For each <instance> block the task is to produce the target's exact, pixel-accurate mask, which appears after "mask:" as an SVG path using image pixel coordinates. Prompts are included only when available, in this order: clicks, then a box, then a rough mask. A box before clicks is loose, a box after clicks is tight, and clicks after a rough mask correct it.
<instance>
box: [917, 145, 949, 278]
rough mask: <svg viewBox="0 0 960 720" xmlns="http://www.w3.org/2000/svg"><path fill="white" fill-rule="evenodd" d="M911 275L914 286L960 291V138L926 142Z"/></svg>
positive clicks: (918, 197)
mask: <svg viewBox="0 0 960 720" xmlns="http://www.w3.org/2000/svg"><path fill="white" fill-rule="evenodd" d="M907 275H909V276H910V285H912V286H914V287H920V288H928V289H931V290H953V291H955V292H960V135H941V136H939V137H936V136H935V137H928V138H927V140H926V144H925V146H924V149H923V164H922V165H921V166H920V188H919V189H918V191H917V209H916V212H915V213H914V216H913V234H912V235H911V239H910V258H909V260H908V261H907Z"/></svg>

___

Copy all the entries above without changing a single character.

Task solution »
For each <instance> block the task is to produce the target's exact, pixel-accurate mask, which appears after "mask:" as an SVG path using image pixel coordinates. Prompts are included only when available, in this order: clicks, then a box, then a rough mask. A box before clicks is loose, a box after clicks is tight, and clicks after a rough mask correct it.
<instance>
box: [917, 145, 949, 278]
rough mask: <svg viewBox="0 0 960 720" xmlns="http://www.w3.org/2000/svg"><path fill="white" fill-rule="evenodd" d="M911 275L914 286L960 291V138L926 142Z"/></svg>
positive clicks: (918, 197)
mask: <svg viewBox="0 0 960 720" xmlns="http://www.w3.org/2000/svg"><path fill="white" fill-rule="evenodd" d="M907 275H909V276H910V285H912V286H914V287H920V288H928V289H931V290H953V291H955V292H960V135H941V136H939V137H936V136H935V137H928V138H927V140H926V144H925V146H924V149H923V164H922V165H921V166H920V188H919V189H918V191H917V209H916V212H915V213H914V216H913V234H912V235H911V239H910V258H909V260H908V261H907Z"/></svg>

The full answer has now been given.